◆ Ausgewählte Textstelle
=====

Nach einem langen Flug setzt die Boing 747 sicher auf dem Rollfeld des Flughafens Harare, der Hauptstadt Zimbabwes, in Afrika auf. Fröhlich steige ich aus und gehe zum Empfangsgebäude, wo ein Auto auf mich wartet, um mich zu der kleinen Gruppe zu bringen, die mit einem kundigen Führer und Dolmetscher das Land ein wenig erkunden wird. Doch schnell vergeht das Lachen, denn weit und breit ist weder der zugesagte Fahrer noch das Auto zu sehen. Die "Landessprache" Shona kenne ich nicht, und mit meinen Englischkenntnissen bin ich sehr schnell am Ende. Die Rettung kommt in Gestalt meines Freundes, eines deutschen Jesuiten, der in der Trabantenstadt Mbare als Pfarrer tätig ist und bei dem ich nach der Rundreise noch eine Woche zu Gast bin und einige "Studien" machen kann, aber anderer Art als in den Tagen vorher. Es ist eine Erfahrung und ein Gefühl der Hilflosigkeit
und der Ohnmacht, wenn man sich nicht einmal mehr durch Zeichen – mit Händen und Füßen – verständlich machen kann. Das ist ein Ergebnis der babylonischen Sprachverwirrung.

Ein anderes aber – so meine ich – ist weitaus schlimmer: Wir haben es erlebt, wie in einer gespaltenen Welt, in unserem gespaltenen Land die gleiche Sprache gesprochen wurde, die gleichen Worte gebraucht wurden, und man doch ganz unterschiedliche Inhalte damit ausdrückte, so daß man sich verstand – und sich doch nicht mehr verstand und somit geistig eine Kluft entstand; dieses brauchte dann wiederum anders geartete Klammern, etwa den Glauben und anderes mehr, um diese Kluft echt zu überbrücken.

Am schlimmsten ist es aber für unsere Welt und die Völker, daß sich Menschen nicht verstehen und nicht zueinander finden, die an den gleichen Gott Jesus Christus glauben, gleichermaßen auf ihn hoffen und ebenso überzeugt seine Liebe verkünden. Ist hier noch immer der alte babylonische Geist am Wirken: Sein wollen wie Gott? Angst um Macht und Einfluß? Spielten diese Fragen bei den Kirchenspaltungen nicht eine erhebliche Rolle?!

=====

◆ Arbeitsmaterial
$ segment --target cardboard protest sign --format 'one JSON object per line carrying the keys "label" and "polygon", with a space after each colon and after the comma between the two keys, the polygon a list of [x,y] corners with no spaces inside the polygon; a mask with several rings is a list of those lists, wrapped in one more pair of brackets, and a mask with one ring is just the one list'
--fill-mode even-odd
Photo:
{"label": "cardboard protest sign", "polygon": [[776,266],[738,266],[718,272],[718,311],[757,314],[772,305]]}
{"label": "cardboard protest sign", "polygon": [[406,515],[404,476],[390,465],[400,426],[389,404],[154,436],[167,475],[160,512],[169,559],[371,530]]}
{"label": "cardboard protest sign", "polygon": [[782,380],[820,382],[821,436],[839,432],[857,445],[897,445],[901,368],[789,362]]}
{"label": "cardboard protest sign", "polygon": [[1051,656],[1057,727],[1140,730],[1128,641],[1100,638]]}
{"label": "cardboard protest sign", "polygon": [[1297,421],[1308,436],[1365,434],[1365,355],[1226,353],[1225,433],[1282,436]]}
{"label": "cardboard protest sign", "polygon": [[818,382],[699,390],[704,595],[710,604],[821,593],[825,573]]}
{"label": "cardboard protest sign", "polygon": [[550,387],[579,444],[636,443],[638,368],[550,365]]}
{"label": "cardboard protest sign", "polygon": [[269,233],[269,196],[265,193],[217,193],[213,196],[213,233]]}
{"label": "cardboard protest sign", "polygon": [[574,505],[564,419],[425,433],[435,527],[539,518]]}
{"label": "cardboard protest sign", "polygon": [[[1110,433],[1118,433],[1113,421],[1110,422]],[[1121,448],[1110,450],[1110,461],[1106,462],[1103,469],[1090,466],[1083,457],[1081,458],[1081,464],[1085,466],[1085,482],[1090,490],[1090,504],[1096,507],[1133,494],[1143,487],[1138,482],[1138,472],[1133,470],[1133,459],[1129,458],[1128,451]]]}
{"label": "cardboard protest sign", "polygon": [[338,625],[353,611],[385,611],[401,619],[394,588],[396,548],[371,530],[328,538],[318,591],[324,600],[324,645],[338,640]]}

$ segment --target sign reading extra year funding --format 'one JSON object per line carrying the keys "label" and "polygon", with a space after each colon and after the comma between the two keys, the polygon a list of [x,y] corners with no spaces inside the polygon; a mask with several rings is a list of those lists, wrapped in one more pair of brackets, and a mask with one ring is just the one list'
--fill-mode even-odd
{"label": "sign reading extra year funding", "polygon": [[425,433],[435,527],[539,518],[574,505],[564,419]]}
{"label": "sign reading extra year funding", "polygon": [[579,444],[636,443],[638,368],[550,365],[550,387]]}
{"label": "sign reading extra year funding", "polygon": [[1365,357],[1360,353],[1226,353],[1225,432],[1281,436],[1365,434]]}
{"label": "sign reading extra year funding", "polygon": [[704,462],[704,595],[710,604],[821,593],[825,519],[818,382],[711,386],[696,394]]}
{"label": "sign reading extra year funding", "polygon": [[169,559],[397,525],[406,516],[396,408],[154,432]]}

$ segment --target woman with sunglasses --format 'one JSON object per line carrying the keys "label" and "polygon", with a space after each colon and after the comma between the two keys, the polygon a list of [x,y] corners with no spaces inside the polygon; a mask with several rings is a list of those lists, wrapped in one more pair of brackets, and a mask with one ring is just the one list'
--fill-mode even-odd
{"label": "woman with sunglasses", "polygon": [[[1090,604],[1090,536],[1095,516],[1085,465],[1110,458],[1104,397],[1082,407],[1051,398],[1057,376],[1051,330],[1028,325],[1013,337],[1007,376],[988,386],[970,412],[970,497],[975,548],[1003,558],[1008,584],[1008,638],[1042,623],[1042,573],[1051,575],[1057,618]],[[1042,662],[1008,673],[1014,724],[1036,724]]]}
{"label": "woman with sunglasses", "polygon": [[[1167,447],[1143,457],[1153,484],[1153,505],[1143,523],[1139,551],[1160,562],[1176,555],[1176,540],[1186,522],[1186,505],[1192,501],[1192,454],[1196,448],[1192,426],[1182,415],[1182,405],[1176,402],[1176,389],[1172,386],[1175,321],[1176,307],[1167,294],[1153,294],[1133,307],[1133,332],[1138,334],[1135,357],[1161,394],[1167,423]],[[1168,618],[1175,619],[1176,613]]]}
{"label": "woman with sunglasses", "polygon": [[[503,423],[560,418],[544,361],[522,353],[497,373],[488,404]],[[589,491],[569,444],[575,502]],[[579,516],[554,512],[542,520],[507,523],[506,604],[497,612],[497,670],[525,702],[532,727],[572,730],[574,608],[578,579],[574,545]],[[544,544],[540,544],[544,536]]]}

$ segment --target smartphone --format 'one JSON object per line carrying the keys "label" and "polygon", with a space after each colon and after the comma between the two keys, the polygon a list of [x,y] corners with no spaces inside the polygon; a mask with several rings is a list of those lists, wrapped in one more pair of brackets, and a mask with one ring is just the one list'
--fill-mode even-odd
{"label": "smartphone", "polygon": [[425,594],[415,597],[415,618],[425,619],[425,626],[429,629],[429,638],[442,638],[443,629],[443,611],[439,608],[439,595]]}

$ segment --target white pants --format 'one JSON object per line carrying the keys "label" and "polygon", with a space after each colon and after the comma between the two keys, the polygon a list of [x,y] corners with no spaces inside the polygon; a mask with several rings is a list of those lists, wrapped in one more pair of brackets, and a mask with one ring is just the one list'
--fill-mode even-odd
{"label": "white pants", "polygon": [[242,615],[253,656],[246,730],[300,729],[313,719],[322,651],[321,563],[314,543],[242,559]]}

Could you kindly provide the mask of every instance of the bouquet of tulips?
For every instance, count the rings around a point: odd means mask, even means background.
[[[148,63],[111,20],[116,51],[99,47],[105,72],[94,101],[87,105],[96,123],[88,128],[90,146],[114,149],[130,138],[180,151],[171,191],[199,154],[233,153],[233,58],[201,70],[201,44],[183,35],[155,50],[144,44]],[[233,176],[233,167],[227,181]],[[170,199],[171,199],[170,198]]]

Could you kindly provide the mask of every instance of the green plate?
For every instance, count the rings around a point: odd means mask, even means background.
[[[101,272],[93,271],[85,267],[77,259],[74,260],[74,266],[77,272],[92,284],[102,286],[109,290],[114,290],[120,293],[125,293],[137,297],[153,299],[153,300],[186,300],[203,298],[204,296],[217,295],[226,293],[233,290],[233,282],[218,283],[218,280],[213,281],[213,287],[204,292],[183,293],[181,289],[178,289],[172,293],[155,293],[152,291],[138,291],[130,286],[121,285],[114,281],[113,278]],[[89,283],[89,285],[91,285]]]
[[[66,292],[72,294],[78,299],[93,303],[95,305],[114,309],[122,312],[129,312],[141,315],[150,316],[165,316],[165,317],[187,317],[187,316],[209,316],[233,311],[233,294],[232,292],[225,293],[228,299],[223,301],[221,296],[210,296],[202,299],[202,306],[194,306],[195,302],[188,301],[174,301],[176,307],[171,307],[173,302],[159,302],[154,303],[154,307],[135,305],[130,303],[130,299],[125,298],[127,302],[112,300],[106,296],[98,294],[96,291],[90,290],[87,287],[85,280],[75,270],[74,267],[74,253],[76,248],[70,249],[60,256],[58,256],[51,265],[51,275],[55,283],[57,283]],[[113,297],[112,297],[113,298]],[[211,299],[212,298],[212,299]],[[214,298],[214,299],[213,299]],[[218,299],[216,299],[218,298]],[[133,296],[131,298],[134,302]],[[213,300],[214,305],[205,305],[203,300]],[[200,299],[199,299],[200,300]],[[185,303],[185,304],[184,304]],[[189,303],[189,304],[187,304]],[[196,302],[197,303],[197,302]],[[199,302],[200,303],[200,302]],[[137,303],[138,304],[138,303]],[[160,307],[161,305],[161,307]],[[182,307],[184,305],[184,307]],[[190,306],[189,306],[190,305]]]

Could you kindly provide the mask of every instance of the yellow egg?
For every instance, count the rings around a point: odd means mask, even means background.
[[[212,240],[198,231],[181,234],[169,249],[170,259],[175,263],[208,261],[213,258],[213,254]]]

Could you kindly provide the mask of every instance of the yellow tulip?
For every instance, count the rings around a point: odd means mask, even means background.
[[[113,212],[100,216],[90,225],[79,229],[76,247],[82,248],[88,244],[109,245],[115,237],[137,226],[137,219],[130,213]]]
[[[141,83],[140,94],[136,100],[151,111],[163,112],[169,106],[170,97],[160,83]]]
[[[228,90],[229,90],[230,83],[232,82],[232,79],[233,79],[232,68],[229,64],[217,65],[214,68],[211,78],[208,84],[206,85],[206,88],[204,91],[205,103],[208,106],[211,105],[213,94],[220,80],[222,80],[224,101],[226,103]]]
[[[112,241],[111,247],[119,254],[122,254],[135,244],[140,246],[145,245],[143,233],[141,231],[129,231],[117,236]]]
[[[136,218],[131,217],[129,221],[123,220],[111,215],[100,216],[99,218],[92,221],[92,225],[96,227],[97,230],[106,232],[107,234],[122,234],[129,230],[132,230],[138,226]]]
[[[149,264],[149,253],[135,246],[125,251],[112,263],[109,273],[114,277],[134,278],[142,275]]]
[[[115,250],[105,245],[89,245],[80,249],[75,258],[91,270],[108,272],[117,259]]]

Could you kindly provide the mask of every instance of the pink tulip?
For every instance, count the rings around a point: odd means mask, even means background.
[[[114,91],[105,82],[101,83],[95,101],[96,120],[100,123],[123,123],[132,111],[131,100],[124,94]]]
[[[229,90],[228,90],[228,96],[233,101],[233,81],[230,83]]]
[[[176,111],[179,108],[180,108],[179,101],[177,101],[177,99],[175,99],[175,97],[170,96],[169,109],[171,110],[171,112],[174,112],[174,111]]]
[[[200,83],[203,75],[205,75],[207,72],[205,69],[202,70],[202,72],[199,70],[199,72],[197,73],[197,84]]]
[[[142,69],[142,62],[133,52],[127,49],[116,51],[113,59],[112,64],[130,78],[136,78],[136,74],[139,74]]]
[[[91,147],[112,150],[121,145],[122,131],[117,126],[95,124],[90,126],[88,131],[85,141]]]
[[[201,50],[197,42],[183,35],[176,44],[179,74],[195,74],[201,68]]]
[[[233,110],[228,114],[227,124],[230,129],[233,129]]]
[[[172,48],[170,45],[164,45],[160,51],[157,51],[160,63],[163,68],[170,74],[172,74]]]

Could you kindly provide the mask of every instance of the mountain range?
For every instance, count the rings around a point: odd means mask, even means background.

=====

◆ Zur Aufgabe
In welcher Trabantenstadt ist der deutsche Jesuit laut der ausgewählten Textstelle als Pfarrer tätig?

◆ Antwort
In Mbare.